* _Set task_
What follows are records. Restate all of them word for word.

■ ■ ■

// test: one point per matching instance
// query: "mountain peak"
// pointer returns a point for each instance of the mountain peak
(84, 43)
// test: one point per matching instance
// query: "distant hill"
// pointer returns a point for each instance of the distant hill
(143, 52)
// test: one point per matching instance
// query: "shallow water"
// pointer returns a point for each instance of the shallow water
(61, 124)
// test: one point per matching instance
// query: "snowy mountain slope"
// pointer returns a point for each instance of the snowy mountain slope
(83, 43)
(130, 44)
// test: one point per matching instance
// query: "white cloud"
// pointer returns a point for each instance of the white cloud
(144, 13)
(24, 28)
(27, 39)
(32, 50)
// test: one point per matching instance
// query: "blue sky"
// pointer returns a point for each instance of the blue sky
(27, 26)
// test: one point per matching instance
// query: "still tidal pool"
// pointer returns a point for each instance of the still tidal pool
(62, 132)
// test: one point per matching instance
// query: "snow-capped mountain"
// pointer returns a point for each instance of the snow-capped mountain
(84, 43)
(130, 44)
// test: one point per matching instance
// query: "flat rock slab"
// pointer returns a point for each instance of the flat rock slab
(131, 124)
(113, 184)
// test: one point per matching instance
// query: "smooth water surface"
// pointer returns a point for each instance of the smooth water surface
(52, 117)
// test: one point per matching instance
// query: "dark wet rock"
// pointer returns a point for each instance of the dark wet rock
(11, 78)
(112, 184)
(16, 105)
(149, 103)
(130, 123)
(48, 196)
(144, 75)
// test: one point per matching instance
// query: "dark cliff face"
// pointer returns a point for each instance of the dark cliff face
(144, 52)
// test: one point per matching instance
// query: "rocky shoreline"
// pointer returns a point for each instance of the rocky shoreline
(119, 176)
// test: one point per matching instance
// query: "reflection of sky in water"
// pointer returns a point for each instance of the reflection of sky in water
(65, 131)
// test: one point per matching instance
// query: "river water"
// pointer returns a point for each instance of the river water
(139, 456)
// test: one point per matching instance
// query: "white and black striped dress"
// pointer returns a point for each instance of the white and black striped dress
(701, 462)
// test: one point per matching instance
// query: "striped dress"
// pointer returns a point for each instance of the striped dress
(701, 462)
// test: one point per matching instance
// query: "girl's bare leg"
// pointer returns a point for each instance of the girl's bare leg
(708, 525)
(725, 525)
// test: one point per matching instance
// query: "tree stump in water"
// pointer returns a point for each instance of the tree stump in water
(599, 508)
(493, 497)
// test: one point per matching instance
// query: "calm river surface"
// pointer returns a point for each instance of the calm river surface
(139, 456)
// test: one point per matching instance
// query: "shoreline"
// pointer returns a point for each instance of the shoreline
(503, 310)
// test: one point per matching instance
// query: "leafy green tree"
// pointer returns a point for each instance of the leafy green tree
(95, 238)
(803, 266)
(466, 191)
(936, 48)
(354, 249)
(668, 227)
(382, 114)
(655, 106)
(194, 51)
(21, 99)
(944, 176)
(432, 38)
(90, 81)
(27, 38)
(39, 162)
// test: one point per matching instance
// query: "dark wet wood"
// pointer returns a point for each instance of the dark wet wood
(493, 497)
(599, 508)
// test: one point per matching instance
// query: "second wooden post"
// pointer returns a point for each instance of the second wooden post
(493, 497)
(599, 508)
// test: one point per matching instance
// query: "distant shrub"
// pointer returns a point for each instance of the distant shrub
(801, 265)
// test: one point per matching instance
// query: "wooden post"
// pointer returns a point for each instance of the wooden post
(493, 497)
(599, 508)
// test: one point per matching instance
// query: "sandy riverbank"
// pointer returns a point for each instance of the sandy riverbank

■ ■ ■

* _Written response_
// test: one point per matching instance
// query: "mountain peak"
// pointer returns a point for each instance of the mountain peak
(84, 43)
// test: one point per matching instance
// query: "distant hill"
// pointer returns a point for each instance of the distant hill
(143, 52)
// test: one point per matching instance
// query: "shallow water"
// pointer returns a point for each instance of the shallow water
(61, 124)
// test: one point per matching instance
// query: "snowy mountain slope"
// pointer returns a point for each instance of the snowy mountain slope
(83, 43)
(130, 44)
// test: one point per matching instance
// query: "white cloud"
// pointer returns a point for each instance of the white cloud
(144, 13)
(24, 28)
(27, 39)
(32, 50)
// test: one point per matching instance
// query: "blue sky"
// pointer returns a point for each instance of the blue sky
(27, 26)
// test: one point per matching instance
// query: "still tidal pool"
// pointer returns a point for each instance of the still tidal pool
(62, 132)
// test: one point per matching instance
// query: "snow-capped mountain"
// pointer returns a point for each instance of the snow-capped mountain
(84, 43)
(130, 44)
// test: one point per matching instance
// query: "flat rock slab"
// pointer returns a point for each instance of the flat rock slab
(131, 124)
(113, 184)
// test: one point per matching instance
// query: "smooth water surface"
// pointer returns a point for each instance of the smooth water surface
(52, 117)
// test: one point per matching instance
// query: "dark wet rock"
// pointer returns a point for each instance of the dark wet rock
(11, 78)
(112, 184)
(16, 105)
(149, 103)
(130, 123)
(48, 196)
(144, 75)
// test: one point per matching instance
// query: "dark cliff face"
// pointer returns a point for each instance of the dark cliff face
(144, 52)
// test: one point per matching instance
// query: "rocky shoreline"
// pointer returns a point for each instance of the rocky shoreline
(119, 176)
// test: one point per matching instance
// query: "reflection of sky in water"
// pointer returns a point for each instance of the reflection of sky in water
(65, 131)
// test: one point per matching instance
// query: "river water"
// pointer returns a point for each instance of the river water
(139, 456)
// test: one point per matching instance
// query: "white and black striped dress"
// pointer returns a point for each instance of the white and black striped dress
(701, 462)
// test: one point per matching instance
// query: "striped dress"
// pointer returns a point for each instance of the striped dress
(701, 462)
// test: one point per matching instance
// query: "girl's bare leg"
// pointer returns a point for each instance of the girl's bare leg
(708, 525)
(725, 525)
// test: one point per matching instance
// query: "tree stump in water"
// pointer returns a point for each instance of the tree stump in water
(599, 508)
(493, 497)
// test: one point per matching instance
// query: "calm river surface"
// pointer returns a point for each instance of the calm river surface
(139, 456)
// test: one point per matching instance
// query: "shoreline"
// pointer returns a point for each instance of the shoreline
(503, 310)
// test: one point per matching instance
// query: "leafy green tree"
// pointer returns a point for each instance of the leafy green tree
(95, 238)
(803, 266)
(466, 191)
(936, 48)
(354, 249)
(668, 227)
(382, 114)
(655, 106)
(194, 51)
(21, 99)
(944, 176)
(432, 38)
(90, 81)
(27, 38)
(39, 162)
// test: one point per matching instance
// query: "dark wet wood"
// pointer returns a point for each instance of the dark wet wood
(493, 497)
(599, 508)
// test: one point per matching instance
// query: "second wooden post"
// pointer returns a point for each instance of the second wooden post
(493, 497)
(599, 508)
// test: one point per matching instance
// query: "distant shrub"
// pointer returns a point for each instance of the distant shrub
(801, 265)
// test: one point per matching instance
// query: "wooden post"
// pointer returns a point for each instance of the wooden post
(493, 497)
(599, 508)
// test: one point per matching instance
// query: "sandy riverbank"
// pointer returns a point for each instance of the sandy riverbank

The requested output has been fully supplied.